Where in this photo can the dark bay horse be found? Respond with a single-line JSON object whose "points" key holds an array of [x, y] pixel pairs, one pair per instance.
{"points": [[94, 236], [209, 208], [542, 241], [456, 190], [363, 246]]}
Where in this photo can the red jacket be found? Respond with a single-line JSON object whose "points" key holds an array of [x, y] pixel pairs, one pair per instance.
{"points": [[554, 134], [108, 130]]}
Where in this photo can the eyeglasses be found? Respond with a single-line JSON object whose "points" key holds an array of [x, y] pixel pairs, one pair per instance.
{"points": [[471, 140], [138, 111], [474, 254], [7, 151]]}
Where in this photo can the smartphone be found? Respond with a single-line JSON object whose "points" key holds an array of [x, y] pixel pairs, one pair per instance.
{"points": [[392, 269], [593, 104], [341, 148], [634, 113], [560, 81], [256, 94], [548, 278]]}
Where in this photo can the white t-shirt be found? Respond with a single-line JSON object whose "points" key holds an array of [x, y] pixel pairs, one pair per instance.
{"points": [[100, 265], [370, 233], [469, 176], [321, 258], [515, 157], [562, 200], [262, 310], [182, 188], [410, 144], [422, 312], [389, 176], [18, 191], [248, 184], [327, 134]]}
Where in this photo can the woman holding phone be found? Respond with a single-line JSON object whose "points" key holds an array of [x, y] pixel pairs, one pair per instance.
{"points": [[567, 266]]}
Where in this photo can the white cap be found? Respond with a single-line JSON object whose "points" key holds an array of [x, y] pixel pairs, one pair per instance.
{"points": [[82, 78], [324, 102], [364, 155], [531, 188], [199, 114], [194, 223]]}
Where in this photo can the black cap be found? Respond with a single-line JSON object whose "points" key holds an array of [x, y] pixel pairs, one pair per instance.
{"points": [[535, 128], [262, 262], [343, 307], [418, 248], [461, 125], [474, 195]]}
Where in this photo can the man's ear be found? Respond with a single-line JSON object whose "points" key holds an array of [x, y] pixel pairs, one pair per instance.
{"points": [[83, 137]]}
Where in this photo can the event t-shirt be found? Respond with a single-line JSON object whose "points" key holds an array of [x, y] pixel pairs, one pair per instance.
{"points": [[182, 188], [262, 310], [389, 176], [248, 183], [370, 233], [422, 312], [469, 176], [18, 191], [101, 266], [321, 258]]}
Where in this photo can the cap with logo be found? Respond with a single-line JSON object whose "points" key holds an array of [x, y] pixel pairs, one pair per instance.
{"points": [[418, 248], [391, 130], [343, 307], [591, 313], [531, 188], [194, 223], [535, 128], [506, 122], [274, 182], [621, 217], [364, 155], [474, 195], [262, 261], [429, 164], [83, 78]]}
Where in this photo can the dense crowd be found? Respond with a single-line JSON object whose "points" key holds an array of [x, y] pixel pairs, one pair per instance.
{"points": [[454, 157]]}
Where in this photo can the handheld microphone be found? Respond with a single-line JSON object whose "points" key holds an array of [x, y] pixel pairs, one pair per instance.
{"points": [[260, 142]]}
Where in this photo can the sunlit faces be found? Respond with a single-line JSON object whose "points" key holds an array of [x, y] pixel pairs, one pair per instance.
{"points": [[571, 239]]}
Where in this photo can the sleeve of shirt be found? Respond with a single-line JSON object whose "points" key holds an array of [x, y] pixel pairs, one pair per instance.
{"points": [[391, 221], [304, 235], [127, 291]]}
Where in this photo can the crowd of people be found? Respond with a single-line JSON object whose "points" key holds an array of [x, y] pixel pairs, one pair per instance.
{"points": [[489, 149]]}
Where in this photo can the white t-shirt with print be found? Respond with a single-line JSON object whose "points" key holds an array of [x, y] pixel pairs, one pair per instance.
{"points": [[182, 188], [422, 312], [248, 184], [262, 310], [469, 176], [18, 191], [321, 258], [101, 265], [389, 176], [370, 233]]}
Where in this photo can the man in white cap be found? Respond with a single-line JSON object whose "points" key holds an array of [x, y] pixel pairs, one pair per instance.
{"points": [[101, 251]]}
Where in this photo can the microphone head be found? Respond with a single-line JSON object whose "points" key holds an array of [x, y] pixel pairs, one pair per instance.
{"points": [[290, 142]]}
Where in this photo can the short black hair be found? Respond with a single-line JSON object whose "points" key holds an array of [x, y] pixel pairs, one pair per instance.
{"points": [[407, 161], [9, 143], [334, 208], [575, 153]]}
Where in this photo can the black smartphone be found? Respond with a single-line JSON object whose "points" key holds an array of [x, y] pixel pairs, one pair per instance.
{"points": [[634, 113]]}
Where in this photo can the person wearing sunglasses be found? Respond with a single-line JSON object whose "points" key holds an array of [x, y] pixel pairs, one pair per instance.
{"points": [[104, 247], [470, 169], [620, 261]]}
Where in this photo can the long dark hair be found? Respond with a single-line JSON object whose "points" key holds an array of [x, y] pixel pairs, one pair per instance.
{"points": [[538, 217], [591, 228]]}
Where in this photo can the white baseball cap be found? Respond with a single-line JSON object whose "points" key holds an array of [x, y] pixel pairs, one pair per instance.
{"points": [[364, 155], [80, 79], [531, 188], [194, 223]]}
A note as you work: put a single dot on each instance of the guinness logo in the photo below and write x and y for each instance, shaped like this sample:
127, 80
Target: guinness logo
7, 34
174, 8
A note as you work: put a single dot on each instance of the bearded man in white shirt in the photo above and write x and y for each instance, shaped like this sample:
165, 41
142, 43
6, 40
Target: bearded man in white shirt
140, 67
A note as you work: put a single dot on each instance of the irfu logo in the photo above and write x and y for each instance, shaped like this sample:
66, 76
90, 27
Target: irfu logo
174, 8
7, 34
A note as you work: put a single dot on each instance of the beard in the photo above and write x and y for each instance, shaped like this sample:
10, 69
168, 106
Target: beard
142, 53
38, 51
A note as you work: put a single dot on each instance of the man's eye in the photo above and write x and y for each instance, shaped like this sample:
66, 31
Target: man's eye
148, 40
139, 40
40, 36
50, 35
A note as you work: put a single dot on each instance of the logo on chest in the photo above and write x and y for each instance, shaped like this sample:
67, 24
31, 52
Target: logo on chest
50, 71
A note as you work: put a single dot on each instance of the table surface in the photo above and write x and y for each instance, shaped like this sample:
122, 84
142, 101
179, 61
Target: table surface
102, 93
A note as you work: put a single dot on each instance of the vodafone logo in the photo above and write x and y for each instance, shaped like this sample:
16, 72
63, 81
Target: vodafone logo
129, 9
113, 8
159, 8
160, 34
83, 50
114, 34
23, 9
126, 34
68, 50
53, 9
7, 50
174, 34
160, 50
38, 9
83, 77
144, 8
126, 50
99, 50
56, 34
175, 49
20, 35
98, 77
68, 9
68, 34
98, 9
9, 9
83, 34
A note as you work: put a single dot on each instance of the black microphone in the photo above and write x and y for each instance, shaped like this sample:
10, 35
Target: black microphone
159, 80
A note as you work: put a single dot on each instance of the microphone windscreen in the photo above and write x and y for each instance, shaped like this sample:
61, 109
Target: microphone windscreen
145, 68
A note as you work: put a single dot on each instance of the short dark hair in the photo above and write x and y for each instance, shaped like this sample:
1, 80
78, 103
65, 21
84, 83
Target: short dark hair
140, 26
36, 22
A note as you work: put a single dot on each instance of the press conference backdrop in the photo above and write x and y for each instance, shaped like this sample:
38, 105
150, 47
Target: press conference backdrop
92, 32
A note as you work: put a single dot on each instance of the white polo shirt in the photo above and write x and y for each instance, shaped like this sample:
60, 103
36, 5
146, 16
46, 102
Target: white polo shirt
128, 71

Problem requirements>
Retype the entries shown above. Keep every word exactly as it is.

Exercise solution>
Where in this photo can the dark bay horse be found? Respond with a single-line JSON object whose "points" key holds an array of [x, y] pixel pairs, one pair per instance.
{"points": [[94, 236], [209, 208], [542, 241], [456, 190], [363, 246]]}
Where in this photo can the red jacket be found? Respond with a single-line JSON object whose "points" key holds an array of [x, y] pixel pairs, one pair per instance.
{"points": [[554, 134], [108, 130]]}
Where in this photo can the eyeglasses be found? Respond with a single-line JSON object whose "points" key holds an array of [x, y] pixel pairs, one pair per instance.
{"points": [[471, 140], [138, 111], [474, 254], [7, 151]]}
Where in this photo can the smartphone be found? Respond with a single-line JSON object whose "points" key holds an array of [x, y] pixel pairs, one pair per instance.
{"points": [[392, 269], [593, 104], [341, 148], [634, 113], [560, 81], [256, 94], [548, 278]]}
Where in this photo can the white t-shirt be found? Respond with a single-line JSON object whose "points" key holds an array of [x, y] pixel pairs, one pair per instance.
{"points": [[100, 265], [370, 233], [469, 176], [321, 258], [515, 157], [562, 200], [262, 310], [182, 188], [410, 144], [422, 312], [389, 176], [18, 191], [248, 184], [327, 134]]}
Where in this photo can the woman holding phone be found? Respond with a single-line JSON object whose "points" key holds an array of [x, y] pixel pairs, one pair per instance.
{"points": [[567, 266]]}
Where in this photo can the white cap be found? Respond with a single-line JSON object whose "points" key holds an array of [x, y] pixel pairs, one pair per instance.
{"points": [[82, 78], [324, 102], [364, 155], [531, 188], [199, 114], [194, 223]]}
Where in this photo can the black cap be found? Respond with a single-line JSON object whose "points" key holds an array of [x, y] pixel pairs, one pair per instance.
{"points": [[535, 128], [262, 262], [343, 307], [418, 248], [461, 125], [474, 195]]}
Where in this photo can the man's ear be found? Respond with a single-line JSON object whose "points" key holds an array of [x, y] pixel pairs, one pair per instance.
{"points": [[83, 137]]}
Where in this photo can the event t-shirt be found? Respond with a single-line JSON object whose "points" key holds an array of [x, y] pixel pairs, one pair per instance.
{"points": [[182, 188], [262, 310], [389, 176], [248, 183], [370, 233], [422, 312], [469, 176], [18, 191], [101, 266], [321, 258]]}
Where in this photo can the cap with logo be found? Respond with a single-line JSON object whose "points" key holds an array of [x, y] pixel pairs, one pair per instance.
{"points": [[418, 248], [391, 130], [343, 307], [591, 313], [531, 188], [194, 223], [535, 128], [506, 122], [274, 182], [621, 217], [364, 155], [474, 195], [262, 261], [429, 164], [83, 78]]}
Where in this photo can the dense crowd be found? Respond with a single-line JSON object whose "points" key holds an array of [x, y] pixel pairs, one pair per instance.
{"points": [[454, 157]]}
Where in this photo can the handheld microphone be found? Respond with a single-line JSON object whose "points" key holds an array of [x, y] pixel pairs, one pair per instance.
{"points": [[260, 142]]}
Where in this photo can the sunlit faces be found? Respond with a single-line JSON object whose "points" key holds an array of [x, y] pixel pairs, one pair per instance.
{"points": [[571, 239]]}
Where in this photo can the sleeve of shirt be found? Respond with a single-line JSON object whose "points" key holds an array of [x, y] pixel pairs, one pair per instance.
{"points": [[391, 221], [304, 235], [127, 291]]}
Where in this photo can the crowd of people be found? Respond with a single-line JSON object whose "points" key holds an array of [x, y] pixel pairs, one pair per instance.
{"points": [[489, 149]]}
Where in this photo can the white t-shirt with print be found? Respond with a single-line JSON object whose "points" key holds an array of [x, y] pixel pairs, one pair per instance.
{"points": [[182, 188], [422, 312], [248, 184], [262, 310], [469, 176], [18, 191], [321, 258], [101, 265], [389, 176], [370, 233]]}
Where in this photo can the man in white cap be found? Respond with a single-line JSON object whose "points" key holds an array of [x, y] pixel pairs, one pair per instance.
{"points": [[101, 251]]}
Where in this photo can the microphone head be found? Respond with a single-line JSON object whose "points" key holds an array of [x, y] pixel pairs, one pair per instance.
{"points": [[290, 142]]}
Where in this photo can the short black hair be found? Respond with a single-line JSON object whose "points" key holds an array of [x, y] pixel pairs, one pair per instance.
{"points": [[407, 161], [9, 143], [334, 208], [575, 153]]}
Where in this photo can the black smartphone be found? Respond with a single-line JSON object whose "points" key holds an array of [x, y] pixel pairs, one pair per instance.
{"points": [[634, 113]]}
Where in this photo can the person wearing sunglasses be found? Respond with a single-line JSON object whose "points" key holds an array of [x, y] pixel pairs, one pair per instance.
{"points": [[104, 247], [470, 169], [620, 261]]}
Where in this photo can the long dark hair be found? Respond with a single-line JSON object whose "points" key holds an array of [x, y] pixel pairs, one pair per instance.
{"points": [[538, 217], [591, 228]]}
Where in this photo can the white baseball cap be found? Respond with a single-line JSON object whose "points" key holds an array of [x, y] pixel pairs, one pair per instance.
{"points": [[364, 155], [80, 79], [531, 188], [194, 223]]}
A note as you work: put a single dot on each instance of the guinness logo in the photo below and write x and y for each instance, shaped like this sample:
127, 80
Target: guinness logo
7, 34
174, 8
A note as you work: put a single dot on each instance of the bearded man in white shirt in the photo above and write x and y for each instance, shaped like this sample:
165, 41
142, 43
6, 40
Target: bearded man in white shirt
140, 67
A note as you work: put a single dot on each instance of the irfu logo in the photo above and write x and y for each instance, shaped like this sample:
66, 76
90, 27
Target: irfu logo
174, 8
7, 34
A note as you work: put a single dot on each instance of the beard in the photo above and write x and y for each instance, shaped like this sample:
10, 69
168, 106
Target: beard
142, 53
38, 51
A note as you work: put a single dot on each instance of the man's eye in the photo above and write x and y for each instance, shaped like this sample:
66, 31
Target: man's eye
148, 40
139, 40
40, 36
50, 35
A note as you work: put a single dot on each instance of the logo on chest in the photo above and write x and y for each instance, shaped like this sample:
67, 24
31, 52
Target: logo on chest
50, 71
A note as you work: put a single dot on each instance of the table surface in the photo above and write x and y for each instance, shaped like this sample:
122, 84
142, 101
179, 61
Target: table surface
102, 93
A note as you work: put a single dot on each instance of the vodafone logo in the photo above and write x and y for each instance, shaped like this sample:
16, 72
63, 81
Target: vodafone logo
129, 9
113, 8
159, 8
160, 34
83, 50
114, 34
23, 9
126, 34
68, 50
53, 9
7, 50
174, 34
160, 50
38, 9
83, 77
144, 8
126, 50
99, 50
56, 34
175, 49
20, 35
98, 77
68, 9
68, 34
98, 9
9, 9
83, 34
A note as you work: put a single dot on each instance of the black microphone in the photo above and write x and y for each instance, shaped like this sample:
10, 35
Target: black microphone
159, 80
A note as you work: put a single dot on each instance of the microphone windscreen in the photo above and write x and y for each instance, shaped like this sample:
61, 109
Target: microphone windscreen
145, 68
A note as you work: put a single dot on each instance of the short dark hair in the photo above and write x and y for each instance, shaped like this sample:
1, 80
78, 103
65, 21
84, 83
Target: short dark hair
140, 26
36, 22
A note as you work: put a single dot on each instance of the press conference backdrop in the photo above and write x and y for each instance, shaped like this sample:
38, 105
150, 47
Target: press conference backdrop
92, 32
A note as you work: put a single dot on each instance of the white polo shirt in the photo above and write x and y for each instance, shaped like this sample:
60, 103
36, 5
146, 16
46, 102
Target: white polo shirt
128, 71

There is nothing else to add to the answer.